Shall Strikers be Court-Martialled?

Shall Strikers be Court-Martialled?

[Liberty, August 25, 1883.]


Of the multitude of novel and absurd and monstrous suggestions called forth from the newspapers by the telegraphers’ strike, none have equalled in novelty and absurdity and monstrosity the sober proposal of the editor of the New York Nation, that unsentimental being who prides himself on his hard head, that hereafter any and all employees of telegraph companies, railroad companies, and the post-office department who may see fit to strike work without first getting the consent of their employers be treated as are soldiers who desert or decline to obey the commands of their superior officers; in other words (we suppose, though the Nation does not use these other words), that they may be summarily court-martialled and shot. The readers of Liberty not being noted for their credulity, some of them may refuse to believe that a civilized journal, especially one which claims to be of the highest order and to represent the best thought of the country and time, has been guilty of uttering such a proposition; therefore we print below an extract from a leader which appeared in the Nation of July 19, and defy any one to gather any other practical meaning from it than that which we have stated.(159 ¶ 1)

The truth is that a society like ours, and like that of all commercial nations, has become so dependent on the post-office, the railroads, and the telegraph, that they may be said to stand to it in the relation of the nerves to the human body. The loss even for a week of any one of them means partial paralysis. The loss of all three would mean a total deprivation, for a longer or shorter period, of nearly everything which the community most values. It would mean a suspension of business and social relations equal to that caused by a hostile invasion, barring the terror and bloodshed. It is consequently something to which no country will long allow itself to remain exposed. It cannot allow strikes of employees in these great public services, any more than it can allow the corporations themselves to refuse to carry on their business as a means of extracting what they think fair rates of transportation. No Legislature would permit this, and one or two more experiences like the railroad strike will cause every Legislature to take measures against the other. Telegraphers, railroad men, post-office clerks, and policemen fill places in modern society very much like that of soldiers. In fact, they together do for society what soldiers used to do. They enable every man to come and go freely on his lawful occasions, and transact his lawful business without let or hinderance.(159 ¶ 2)

> _Extracted entries_
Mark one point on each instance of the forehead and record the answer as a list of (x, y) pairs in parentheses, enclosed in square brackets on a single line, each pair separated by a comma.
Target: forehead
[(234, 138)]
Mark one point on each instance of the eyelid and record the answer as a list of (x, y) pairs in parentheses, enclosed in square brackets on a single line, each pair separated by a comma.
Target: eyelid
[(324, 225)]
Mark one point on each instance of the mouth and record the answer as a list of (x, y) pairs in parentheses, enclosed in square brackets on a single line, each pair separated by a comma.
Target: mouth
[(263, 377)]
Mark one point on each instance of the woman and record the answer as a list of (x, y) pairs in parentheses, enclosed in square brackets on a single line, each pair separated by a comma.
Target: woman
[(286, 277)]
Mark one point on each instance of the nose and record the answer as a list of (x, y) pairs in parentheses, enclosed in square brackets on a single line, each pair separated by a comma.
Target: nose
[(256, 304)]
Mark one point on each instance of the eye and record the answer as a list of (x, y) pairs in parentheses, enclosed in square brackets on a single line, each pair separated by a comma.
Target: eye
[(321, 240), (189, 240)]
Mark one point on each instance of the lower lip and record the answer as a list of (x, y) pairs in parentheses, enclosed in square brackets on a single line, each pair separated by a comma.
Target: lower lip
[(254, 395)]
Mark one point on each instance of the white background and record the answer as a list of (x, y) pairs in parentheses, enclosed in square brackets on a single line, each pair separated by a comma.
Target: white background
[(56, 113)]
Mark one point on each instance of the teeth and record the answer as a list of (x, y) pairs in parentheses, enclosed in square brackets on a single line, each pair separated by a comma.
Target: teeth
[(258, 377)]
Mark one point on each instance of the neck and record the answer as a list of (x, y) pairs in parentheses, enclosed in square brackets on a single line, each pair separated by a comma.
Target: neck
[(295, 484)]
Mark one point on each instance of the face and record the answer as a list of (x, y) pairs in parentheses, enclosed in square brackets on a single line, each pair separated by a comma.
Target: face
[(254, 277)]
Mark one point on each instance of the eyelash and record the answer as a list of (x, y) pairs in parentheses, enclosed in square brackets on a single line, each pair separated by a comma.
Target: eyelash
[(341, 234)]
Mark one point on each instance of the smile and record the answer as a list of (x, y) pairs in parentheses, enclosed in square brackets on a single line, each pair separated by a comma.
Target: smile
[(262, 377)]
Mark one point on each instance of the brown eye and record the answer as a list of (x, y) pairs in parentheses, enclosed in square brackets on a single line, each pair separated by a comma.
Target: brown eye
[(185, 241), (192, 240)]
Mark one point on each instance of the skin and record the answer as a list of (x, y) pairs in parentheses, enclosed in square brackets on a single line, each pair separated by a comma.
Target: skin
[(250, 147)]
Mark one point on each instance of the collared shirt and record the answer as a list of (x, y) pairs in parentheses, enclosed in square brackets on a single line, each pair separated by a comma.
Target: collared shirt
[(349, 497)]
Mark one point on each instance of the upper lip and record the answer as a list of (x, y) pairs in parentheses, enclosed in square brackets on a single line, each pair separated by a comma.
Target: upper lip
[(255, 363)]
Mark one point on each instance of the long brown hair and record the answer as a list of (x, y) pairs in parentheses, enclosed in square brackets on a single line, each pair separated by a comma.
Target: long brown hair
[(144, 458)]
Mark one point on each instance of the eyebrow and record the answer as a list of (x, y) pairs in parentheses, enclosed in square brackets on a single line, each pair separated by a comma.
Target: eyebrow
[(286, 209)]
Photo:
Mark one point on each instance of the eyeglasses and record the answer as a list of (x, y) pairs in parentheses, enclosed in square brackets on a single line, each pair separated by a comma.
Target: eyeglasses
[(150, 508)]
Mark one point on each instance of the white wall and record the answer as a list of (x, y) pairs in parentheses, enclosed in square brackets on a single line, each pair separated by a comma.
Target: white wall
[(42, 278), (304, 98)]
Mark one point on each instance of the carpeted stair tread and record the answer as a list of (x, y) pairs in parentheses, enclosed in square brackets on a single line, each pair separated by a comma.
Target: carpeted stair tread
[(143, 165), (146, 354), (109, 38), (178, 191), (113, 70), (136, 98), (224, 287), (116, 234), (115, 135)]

> _Required tasks_
#1 In the article on court-martialling strikers, list every group of workers that the quoted Nation passage says fills places in modern society much like soldiers.
#2 Pick up the article on court-martialling strikers after its last sentence and write the paragraph that follows.

> _Results for each task_
#1 Telegraphers, railroad men, post-office clerks, and policemen.

#2
During the rebellion, when all of us, except the much-abused copperheads, temporarily lost control of our reasoning faculties (we dare say that even the editor of the Nation at that time forgot himself and became sentimental for once), we got very angry with Carlyle for patly putting the American Iliad in a nutshell and epigrammatically establishing the substantial similarity between the condition of slave labor at the South and that of so-called free labor at the North. England’s blunt old sham-hater was answered with much boisterous declamation about freedom of contract, and his attention was proudly called to the fact that the laborer of the North could follow his own sweet will, leaving his employer when he saw fit, attaching himself to any other willing to hire him, or, if he preferred, setting up in business for himself and employing others. He was at liberty, it was loudly proclaimed by our abolitionists and free-traders, to work when he pleased, where he pleased, how he pleased, and on what terms he pleased, and no man could say him nay. What are we to think, then, when the chief newspaper exponent of the freedom of contract philosophy deliberately sacrifices the only answer that it could make to Carlyle’s indictment by proposing the introduction of a military discipline into industry, which, in assimilating the laborer to the soldier, would make him—what the soldier is—a slave? Think? Simply this,—that the hypocritical thieves and tyrants who for years have been endeavoring to make their victims believe themselves freemen see that the game is nearly up, and that the time is fast approaching when they must take by the horns the bull of outraged industry, which, maddened by the discovery of its hitherto invisible chains, is making frantic efforts to burst them it knows not how. It is a point gained. An enemy in the open field is less formidable than one in ambush. When the capitalists shall be forced to show their true colors, the laborers will then know against whom they are fighting.(159 ¶ 3)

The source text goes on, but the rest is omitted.